## YOUR OBJECTIVE:
Output the line that contains "of the woman" and every line after it to the end of the entries, with nothing added or left out.

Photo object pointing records
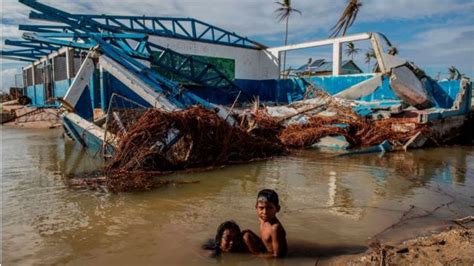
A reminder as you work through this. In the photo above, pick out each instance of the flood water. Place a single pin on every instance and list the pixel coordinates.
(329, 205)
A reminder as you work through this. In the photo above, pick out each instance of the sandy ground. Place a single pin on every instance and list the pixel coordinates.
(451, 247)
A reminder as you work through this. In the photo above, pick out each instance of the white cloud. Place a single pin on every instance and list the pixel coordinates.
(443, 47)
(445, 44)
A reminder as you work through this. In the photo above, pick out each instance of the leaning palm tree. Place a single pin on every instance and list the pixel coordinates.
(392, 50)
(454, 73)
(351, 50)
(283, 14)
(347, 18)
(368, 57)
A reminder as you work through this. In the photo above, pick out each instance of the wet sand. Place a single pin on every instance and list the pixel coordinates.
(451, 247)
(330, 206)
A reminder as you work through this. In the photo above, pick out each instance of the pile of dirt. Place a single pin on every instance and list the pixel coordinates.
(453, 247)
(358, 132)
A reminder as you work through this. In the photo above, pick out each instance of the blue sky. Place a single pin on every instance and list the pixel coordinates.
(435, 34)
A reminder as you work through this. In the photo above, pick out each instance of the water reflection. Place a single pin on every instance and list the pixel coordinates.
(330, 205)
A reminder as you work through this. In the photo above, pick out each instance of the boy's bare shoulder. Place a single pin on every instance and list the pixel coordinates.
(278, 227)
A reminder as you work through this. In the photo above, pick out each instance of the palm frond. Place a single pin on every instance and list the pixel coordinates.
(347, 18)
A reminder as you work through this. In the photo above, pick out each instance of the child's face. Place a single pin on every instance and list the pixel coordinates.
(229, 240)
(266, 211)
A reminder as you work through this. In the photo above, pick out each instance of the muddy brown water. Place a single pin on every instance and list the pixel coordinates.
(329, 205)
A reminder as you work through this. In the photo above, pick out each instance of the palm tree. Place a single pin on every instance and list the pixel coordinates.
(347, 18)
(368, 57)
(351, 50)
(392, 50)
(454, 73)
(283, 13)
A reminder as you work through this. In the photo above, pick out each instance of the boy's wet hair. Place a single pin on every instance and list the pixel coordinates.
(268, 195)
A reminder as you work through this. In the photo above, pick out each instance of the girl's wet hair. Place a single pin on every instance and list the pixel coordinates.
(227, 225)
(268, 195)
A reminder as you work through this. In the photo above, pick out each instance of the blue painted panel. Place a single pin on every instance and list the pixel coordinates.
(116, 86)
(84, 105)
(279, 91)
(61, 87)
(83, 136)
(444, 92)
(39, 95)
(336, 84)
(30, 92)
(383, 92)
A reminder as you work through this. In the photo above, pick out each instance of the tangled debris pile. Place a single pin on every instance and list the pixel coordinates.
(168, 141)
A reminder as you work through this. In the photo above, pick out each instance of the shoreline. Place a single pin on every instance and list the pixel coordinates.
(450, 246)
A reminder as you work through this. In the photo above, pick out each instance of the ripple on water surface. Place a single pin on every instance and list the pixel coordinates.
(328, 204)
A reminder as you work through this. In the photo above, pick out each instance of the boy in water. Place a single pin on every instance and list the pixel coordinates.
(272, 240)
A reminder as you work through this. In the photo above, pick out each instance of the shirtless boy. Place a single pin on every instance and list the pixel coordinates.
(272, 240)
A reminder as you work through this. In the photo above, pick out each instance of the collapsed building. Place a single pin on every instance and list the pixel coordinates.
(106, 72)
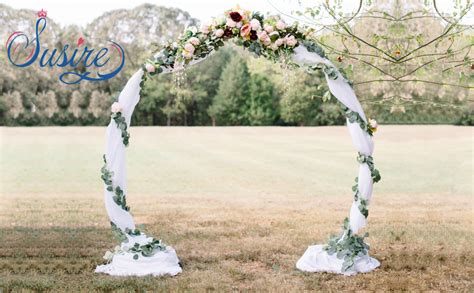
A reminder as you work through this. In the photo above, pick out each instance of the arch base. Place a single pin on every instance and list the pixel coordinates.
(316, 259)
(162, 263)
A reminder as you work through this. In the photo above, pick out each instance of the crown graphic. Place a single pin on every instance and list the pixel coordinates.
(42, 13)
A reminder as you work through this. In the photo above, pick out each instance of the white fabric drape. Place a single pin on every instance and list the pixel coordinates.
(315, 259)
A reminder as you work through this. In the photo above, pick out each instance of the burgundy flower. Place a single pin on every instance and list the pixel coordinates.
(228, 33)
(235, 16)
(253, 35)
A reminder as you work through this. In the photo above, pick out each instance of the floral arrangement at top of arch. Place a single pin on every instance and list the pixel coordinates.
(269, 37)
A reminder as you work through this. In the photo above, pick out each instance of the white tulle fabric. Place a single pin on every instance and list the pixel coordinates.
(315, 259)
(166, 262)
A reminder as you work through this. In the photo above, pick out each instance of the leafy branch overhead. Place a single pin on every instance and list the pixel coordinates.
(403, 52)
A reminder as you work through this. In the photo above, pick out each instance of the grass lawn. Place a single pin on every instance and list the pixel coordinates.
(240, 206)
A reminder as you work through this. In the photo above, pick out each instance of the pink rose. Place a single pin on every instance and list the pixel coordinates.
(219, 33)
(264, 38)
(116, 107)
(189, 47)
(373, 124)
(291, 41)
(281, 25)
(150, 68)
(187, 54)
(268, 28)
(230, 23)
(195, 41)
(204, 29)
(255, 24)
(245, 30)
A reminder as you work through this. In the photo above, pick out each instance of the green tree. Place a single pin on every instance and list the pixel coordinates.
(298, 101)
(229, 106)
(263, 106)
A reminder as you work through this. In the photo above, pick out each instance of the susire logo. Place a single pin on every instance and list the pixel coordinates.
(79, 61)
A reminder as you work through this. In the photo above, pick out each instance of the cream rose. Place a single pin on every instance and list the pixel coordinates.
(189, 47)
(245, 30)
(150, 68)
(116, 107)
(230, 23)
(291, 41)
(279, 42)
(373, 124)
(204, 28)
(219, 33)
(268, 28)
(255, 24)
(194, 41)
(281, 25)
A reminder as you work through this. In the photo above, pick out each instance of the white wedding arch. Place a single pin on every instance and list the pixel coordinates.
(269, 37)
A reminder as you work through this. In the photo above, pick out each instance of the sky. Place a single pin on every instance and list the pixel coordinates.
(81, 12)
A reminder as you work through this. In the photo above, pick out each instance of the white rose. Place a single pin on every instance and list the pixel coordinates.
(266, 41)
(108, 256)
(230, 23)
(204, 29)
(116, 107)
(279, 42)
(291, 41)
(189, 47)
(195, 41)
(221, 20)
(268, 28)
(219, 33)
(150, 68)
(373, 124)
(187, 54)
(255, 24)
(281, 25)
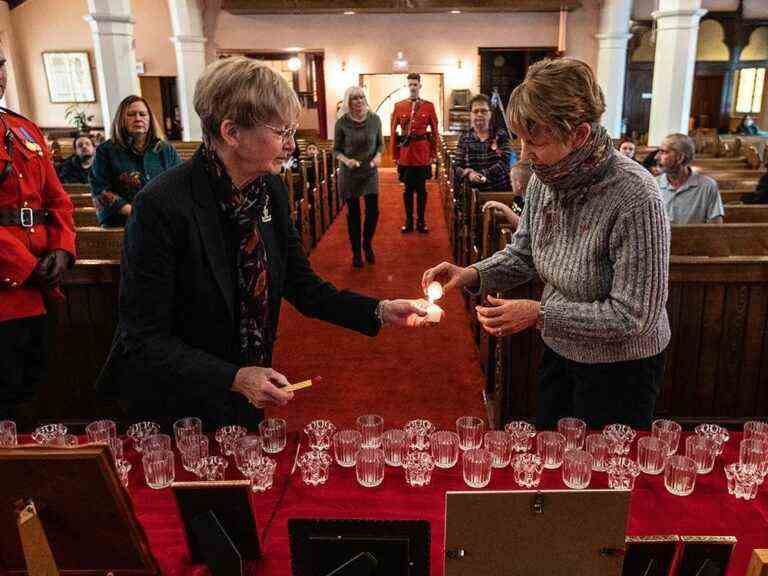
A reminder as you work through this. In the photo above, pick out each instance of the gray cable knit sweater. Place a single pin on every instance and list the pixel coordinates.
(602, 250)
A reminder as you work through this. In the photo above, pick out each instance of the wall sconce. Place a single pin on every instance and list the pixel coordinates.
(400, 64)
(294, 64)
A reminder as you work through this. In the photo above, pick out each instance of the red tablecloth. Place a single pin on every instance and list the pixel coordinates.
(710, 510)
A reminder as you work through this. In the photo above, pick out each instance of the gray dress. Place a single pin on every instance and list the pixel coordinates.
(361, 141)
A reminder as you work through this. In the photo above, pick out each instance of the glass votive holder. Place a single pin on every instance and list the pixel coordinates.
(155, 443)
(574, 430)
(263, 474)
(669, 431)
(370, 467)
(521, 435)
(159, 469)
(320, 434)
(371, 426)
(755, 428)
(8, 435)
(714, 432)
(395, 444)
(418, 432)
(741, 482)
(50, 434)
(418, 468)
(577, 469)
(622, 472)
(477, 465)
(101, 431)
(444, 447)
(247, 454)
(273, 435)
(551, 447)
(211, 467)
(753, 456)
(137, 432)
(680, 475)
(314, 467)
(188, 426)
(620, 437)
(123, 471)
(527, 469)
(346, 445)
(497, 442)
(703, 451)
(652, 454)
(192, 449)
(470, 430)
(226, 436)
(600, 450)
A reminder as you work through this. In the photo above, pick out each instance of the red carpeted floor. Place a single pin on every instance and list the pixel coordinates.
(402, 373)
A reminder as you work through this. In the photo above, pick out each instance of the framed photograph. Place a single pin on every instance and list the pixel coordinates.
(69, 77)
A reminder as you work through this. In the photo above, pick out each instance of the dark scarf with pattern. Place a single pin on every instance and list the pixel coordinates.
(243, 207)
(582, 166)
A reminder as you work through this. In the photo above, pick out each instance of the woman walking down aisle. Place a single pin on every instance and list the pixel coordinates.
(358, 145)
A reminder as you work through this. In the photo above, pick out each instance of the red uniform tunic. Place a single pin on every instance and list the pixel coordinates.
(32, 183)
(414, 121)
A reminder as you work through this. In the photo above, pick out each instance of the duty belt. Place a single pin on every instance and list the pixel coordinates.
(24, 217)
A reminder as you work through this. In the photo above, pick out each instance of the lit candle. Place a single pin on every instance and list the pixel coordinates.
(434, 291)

## IN RESPONSE:
A reminder as you work through this. In the photo above, pick out each instance of the woman walking down aisle. Place a single pin on every instance and list the pixel coordinates.
(358, 145)
A reminder as you work through this. In the photo above, pick out each instance of the red uniform tunic. Place a single pin on every instance and list the pixel coordinates.
(32, 183)
(414, 121)
A reminder as you work through this. In the photo above, pick out each instance of the duty belt. Place a single pin on every instance and list the pixel coordinates.
(24, 217)
A reminder as you work through this. In the photo above, pick out each instance of the lit candle. Place a single pin on every instance and list the pixel coordinates.
(434, 291)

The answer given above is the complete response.